◆ **DOCUMENT SEGMENT**
** begin **

TOME made sure to highlight that the growth isn’t just benefiting artists internationally. With a rise in popularity, opportunities for Canada-based artists such as herself are no longer few and far between.

“We are in a period where Afrobeats and African music is being highlighted and appreciated in a way that we haven't seen,” she explained. "That will also start to change the local landscape for us as well very soon.”

The need for sustainable growth

Both panels focused on the institutions and networks that need to be built so that these booms aren't just a flash in the pan.

For Wadehra, the next frontier in Punjabi music is adding more jobs in the industry, so that artists can have larger teams and back-and-forth reciprocity with labels and promoters.

“What we gain by working with Baldeep and Charlie and legitimized institutions in the West,” she explained, “is the opportunity to retain equity and ownership. When we’re not able to engage in legitimized business in the form of contracts or deals, you’re not able to defend yourself,” she added.

** end **

◆ **EXERCISES**
1: Echo the music industry excerpt word for word, starting with "Both panels focused" and going on through "labels and promoters.".
2: In the music industry excerpt, what does Wadehra name as the next frontier in Punjabi music?
3: Pick up the music industry excerpt after its final sentence and write what comes next.
The items that follow come from a separate source.

◆ **DATA SUPPLIED**
** begin **

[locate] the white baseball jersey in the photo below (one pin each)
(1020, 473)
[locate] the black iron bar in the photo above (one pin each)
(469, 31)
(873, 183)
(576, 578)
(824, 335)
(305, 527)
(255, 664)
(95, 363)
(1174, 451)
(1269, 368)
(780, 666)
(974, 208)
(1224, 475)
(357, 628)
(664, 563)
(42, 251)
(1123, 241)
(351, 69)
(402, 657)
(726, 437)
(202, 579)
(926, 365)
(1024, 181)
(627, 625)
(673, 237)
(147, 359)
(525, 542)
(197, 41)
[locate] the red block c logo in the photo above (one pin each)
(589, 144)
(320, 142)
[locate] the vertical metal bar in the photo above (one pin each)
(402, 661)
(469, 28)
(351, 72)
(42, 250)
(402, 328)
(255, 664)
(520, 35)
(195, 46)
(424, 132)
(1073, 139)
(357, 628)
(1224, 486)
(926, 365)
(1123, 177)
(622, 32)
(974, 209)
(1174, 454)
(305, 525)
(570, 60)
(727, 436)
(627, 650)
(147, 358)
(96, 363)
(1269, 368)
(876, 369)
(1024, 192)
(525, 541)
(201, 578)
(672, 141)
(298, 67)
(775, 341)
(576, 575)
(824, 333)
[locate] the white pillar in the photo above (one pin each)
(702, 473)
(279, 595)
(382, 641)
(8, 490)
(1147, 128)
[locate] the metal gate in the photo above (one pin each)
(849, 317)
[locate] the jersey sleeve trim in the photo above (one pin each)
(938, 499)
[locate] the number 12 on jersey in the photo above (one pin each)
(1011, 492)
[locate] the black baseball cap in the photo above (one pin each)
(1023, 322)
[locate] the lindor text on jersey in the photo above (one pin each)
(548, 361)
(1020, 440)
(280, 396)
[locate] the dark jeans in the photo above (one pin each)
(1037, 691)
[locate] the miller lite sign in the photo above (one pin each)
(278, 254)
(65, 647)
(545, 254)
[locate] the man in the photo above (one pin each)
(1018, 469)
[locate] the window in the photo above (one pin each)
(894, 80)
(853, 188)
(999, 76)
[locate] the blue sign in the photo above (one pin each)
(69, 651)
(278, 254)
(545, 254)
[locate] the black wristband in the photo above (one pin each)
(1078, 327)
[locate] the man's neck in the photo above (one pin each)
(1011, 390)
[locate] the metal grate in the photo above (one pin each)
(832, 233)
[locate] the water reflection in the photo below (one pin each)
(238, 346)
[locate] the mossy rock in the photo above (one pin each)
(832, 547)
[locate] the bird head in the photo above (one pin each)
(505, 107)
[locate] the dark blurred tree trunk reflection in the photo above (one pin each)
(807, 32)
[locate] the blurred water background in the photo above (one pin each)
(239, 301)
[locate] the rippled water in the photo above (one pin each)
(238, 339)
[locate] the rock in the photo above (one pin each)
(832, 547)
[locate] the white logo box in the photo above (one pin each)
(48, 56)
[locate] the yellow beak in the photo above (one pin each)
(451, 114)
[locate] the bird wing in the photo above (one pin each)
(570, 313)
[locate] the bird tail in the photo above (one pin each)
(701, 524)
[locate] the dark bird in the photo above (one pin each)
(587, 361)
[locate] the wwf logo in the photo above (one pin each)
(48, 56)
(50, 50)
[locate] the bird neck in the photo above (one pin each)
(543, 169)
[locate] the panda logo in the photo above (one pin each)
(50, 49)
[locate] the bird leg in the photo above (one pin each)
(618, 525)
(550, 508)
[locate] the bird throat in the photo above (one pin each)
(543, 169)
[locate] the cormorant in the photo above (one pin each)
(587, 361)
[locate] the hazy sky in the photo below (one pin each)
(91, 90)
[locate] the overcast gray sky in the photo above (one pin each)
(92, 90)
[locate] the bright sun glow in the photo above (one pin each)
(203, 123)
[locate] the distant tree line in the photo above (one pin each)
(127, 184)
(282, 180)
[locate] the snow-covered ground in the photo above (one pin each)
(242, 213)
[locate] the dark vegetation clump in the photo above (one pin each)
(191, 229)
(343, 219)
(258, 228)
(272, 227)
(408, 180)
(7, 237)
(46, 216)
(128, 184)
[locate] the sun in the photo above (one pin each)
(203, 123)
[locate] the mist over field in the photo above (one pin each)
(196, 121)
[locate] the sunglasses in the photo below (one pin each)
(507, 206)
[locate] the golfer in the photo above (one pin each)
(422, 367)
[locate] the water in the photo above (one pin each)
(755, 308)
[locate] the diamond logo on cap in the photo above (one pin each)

** end **

◆ **EXPECTED OUTPUTS**
1:
Both panels focused on the institutions and networks that need to be built so that these booms aren't just a flash in the pan.

For Wadehra, the next frontier in Punjabi music is adding more jobs in the industry, so that artists can have larger teams and back-and-forth reciprocity with labels and promoters.

2: Adding more jobs in the industry, so that artists can have larger teams and back-and-forth reciprocity with labels and promoters.

3:
Like Franklin's vision of a bright future for African music, Randhawa sees Punjabi music as continuing to expand in North America. He told the audience that he expects Karan Aujla to be the next Punjabi artist with a Canadian stadium show, following Dosanjh’s historic performance at BC Place in April. (Aujla is already playing arenas on his first Canadian tour.)

He recalled a meaningful moment with Dosanjh at that record-breaking show, when he told the artist: “never did I think someone that looked like us was gonna play this.” And because of that show — which Randhawa worked towards for two years, convincing the venue and Dosanjh himself — now more people will, Dosanjh replied.